> _Prompt_
Can you print every one of the records below, reproducing each line word for word?

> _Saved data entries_
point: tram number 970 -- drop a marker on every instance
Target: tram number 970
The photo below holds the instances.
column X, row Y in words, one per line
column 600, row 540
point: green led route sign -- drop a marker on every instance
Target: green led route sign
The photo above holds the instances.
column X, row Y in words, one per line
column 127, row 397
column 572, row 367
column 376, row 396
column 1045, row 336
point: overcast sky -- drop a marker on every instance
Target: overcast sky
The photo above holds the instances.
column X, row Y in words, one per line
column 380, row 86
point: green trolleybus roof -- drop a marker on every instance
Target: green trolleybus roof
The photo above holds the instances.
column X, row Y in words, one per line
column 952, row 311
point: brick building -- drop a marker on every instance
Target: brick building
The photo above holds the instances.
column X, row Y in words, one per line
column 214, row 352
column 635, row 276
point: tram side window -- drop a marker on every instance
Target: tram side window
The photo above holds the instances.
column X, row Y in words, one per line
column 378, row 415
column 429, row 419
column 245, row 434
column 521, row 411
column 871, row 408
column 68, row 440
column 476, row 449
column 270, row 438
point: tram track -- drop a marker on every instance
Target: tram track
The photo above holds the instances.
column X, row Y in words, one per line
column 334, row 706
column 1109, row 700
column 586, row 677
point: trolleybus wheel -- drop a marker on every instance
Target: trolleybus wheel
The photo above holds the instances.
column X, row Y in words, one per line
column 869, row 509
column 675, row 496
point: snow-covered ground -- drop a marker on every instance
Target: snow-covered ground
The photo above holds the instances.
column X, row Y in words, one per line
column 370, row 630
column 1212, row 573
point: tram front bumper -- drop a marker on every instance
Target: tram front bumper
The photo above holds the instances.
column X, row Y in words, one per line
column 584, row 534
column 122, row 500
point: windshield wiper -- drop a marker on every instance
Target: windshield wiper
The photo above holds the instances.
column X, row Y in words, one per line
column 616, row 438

> _Reply_
point: tram number 970 -- drop a marker on every instance
Target: tram number 970
The photo below holds the instances.
column X, row Y in words, one per line
column 600, row 540
point: green led route sign -- drop a marker on every instance
Target: green led route sign
The photo above holds the instances.
column X, row Y in words, one per line
column 127, row 397
column 572, row 367
column 376, row 396
column 1045, row 336
point: overcast sky -- drop a marker on every instance
Target: overcast sky
The photo above holds the instances.
column X, row Y in words, one per line
column 380, row 86
point: green trolleybus roof -- drop a marker on every instance
Target: green trolleybus roof
The photo above holds the instances.
column X, row Y in words, one per line
column 952, row 311
point: brick building -- drop a marker on every instance
Target: brick building
The photo above holds the instances.
column X, row Y in words, one per line
column 214, row 352
column 635, row 276
point: tram side window -- drop a marker on every instance
Target: tram side window
The photo above holds the instances.
column X, row Y in words, one per line
column 378, row 415
column 429, row 419
column 245, row 434
column 521, row 411
column 871, row 408
column 68, row 440
column 476, row 449
column 270, row 438
point: tram track -- drop a marker on every instance
Target: tram track
The photo above holds the instances.
column X, row Y in words, one per line
column 334, row 706
column 1109, row 700
column 586, row 677
point: trolleybus wheel -- drop a marker on every instance
Target: trolleybus wheel
The photo above holds the instances.
column X, row Y in words, one per line
column 869, row 509
column 675, row 496
point: snow-covered ground -- drop a marker on every instance
Target: snow-covered ground
The photo above holds the instances.
column X, row Y in words, one per line
column 370, row 630
column 1212, row 573
point: tram front bumper -- drop a marker on every instance
Target: tram front bumper
The photo above holds the instances.
column X, row Y in words, one per line
column 584, row 534
column 122, row 500
point: windshield wiper -- drop a marker on every instance
Target: windshield wiper
The photo above holds the instances.
column X, row Y in words, one per line
column 616, row 438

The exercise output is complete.